Text provided →
Sunday Bible Readings 1st Sunday Advent December 2 2007 with Traditional Catholic Commentary

Posted by Bob on December 2, 2007

December 2 2007 Bible Readings 1st Sunday Advent

About the sources used.

The readings on this site are not official for the Mass of the Roman Rite of the Catholic Church, but are from sources free from copyright. They are here to present the comparable readings alongside traditional Catholic commentary as published in the Haydock Bible.

Official Readings of the Liturgy at – http://www.usccb.org/nab/120207.shtml – Note. The Official Liturgical readings may not match the current NAB you may have.

Isaiah 2:1-5
Douay-Rheims Challoner

1 The word that Isaias the son of Amos saw, concerning Juda and Jerusalem.
2 And in the last days the mountain of the house of the Lord shall be prepared on the top of mountains, and it shall be exalted above the hills, and all nations shall flow unto it.
3 And many people shall go, and say: Come and let us go up to the mountain of the Lord, and to the house of the God of Jacob, and he will teach us his ways, and we will walk in his paths: for the law shall come forth from Sion, and the word of the Lord from Jerusalem.
4 And he shall judge the Gentiles, and rebuke many people: and they shall turn their swords into ploughshares, and their spears into sickles: nation shall not lift up sword against nation, neither shall they be exercised any more to war.
5 O house of Jacob, come ye, and let us walk in the light of the Lord.

Responsorial Psalm Ps 122:1-2, 3-4, 4-5, 6-7, 8-9
DR-Challoner
Imperfect, unofficial, USCCB will have the official Psalm

Response: Rejoice as we go into the house of the Lord
I rejoiced at the things that were said to me:
We shall go into the house of the Lord.
Our feet were standing
in thy courts, O Jerusalem.
Response: Rejoice as we go into the house of the Lord
Jerusalem, which is built as a city,
which is compact together.
For thither did the tribes go up,
the tribes of the Lord:
Response: Rejoice as we go into the house of the Lord
the testimony of Israel,
to praise the name of the Lord.
Because their seats have sat in judgment,
seats upon the house of David.
Response: Rejoice as we go into the house of the Lord
Pray ye for the things that are for the peace of Jerusalem:
and abundance for them that love thee.
Let peace be in thy strength:
and abundance in thy towers.
Response: Rejoice as we go into the house of the Lord
For the sake of my brethren, and of my neighbours,
I spoke peace of thee.
Because of the house of the Lord our God,
I have sought good things for thee.
Response: Rejoice as we go into the house of the Lord

Romans 13:11-14
Haydock NT

11 And that knowing the time: that it is now the hour for us to rise from sleep: for now our salvation is nearer than when we believed. 12 The night is passed, and the day is at hand. Let us, therefore, cast off the works of darkness, and put on the armour of light. 13 Let us walk honestly as in the day: not in rioting and drunkenness, not in chambering and impurities, not in contention and envy: 14 But put ye on the Lord Jesus Christ, and make not provision for the flesh in its concupiscences.

Material provided →
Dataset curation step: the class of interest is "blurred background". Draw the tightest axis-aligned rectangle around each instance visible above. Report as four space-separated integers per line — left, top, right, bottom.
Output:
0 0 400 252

Work instructions →
**A.** According to the Advent readings page, where was the traditional Catholic commentary shown beside the readings published?
**B.** Carry the Advent readings page forward, starting after its final sentence.

Exercise responses →
**A.** It was published in the Haydock Bible.

**B.**
The Gospel According to Saint Matthew 24:37-44
Haydock NT

37 As it was in the day of Noah, so shall also the coming of the Son of man be. 38 For as in the days before the flood, they were eating and drinking, marrying and giving in marriage, until the day that Noah entered into the ark, 39 And they knew not till the flood came, and took them all away: so also shall the coming of the Son of man be.

40 Then shall two be in the field: the one shall be taken, and the other shall be left. 41 Watch ye, therefore, because you know not at what hour your Lord will come. 43 But this know ye, that if the master of the house knew at what hour the thief would come, he would certainly watch, and would not suffer his house to be broken open. 44 Wherefore be ye also ready, because at what hour you know not, the Son of man will come.

Haydock Commentary Isaiah 2:1-5

  • Ver. 1. Jerusalem. Many particular prophecies are blended with the general one, which regards Christ. C.
  • Ver. 2. Days. The whole time of the new law, from the coming of Christ till the end of the world, is called in the Scripture the last days; because no other age, or time shall come after it, but only eternity. Ch.—It is therefore styled the last hour. 1 Jo. ii. W.—Mountains. This shews the perpetual visibility of the Church of Christ: for a mountain upon the top of mountains cannot be hid. Ch.—This evidently regards the Church. Mat. v. W.—The Jews can never shew the fulfillment of this prophecy in any material temple. Micheas (iv. 1) copies this text.
  • Ver. 3. Jerusalem. Our Saviour preached there, and in some sense the religion established by him, may be esteemed a reform, or accomplishment of the old law.
  • Ver. 4. War. Ezechias (Hezekiah) enjoyed peace after the defeat of Sennacheric, as the whole world did at the birth of Christ. C.—Claudentur belli portœ. Ǽn. i.
  • Ver. 5. Lord. Ezechias (Hezekiah), or rather Christ and his Church, invite all to embrace the true faith. C.

Haydock Commentary Romans 13:11-14

  • Ver. 11. Now our salvation is nearer than when we believed. Some will have the sense to be, that our salvation is now nearer, when the gospel is preached, and Christ offers us his graces, than when we believed the Messiah was to come. Others expound it, that the more of our life is spent, we come nearer to the judgment of God, and to the salvation promised in heaven. Wi.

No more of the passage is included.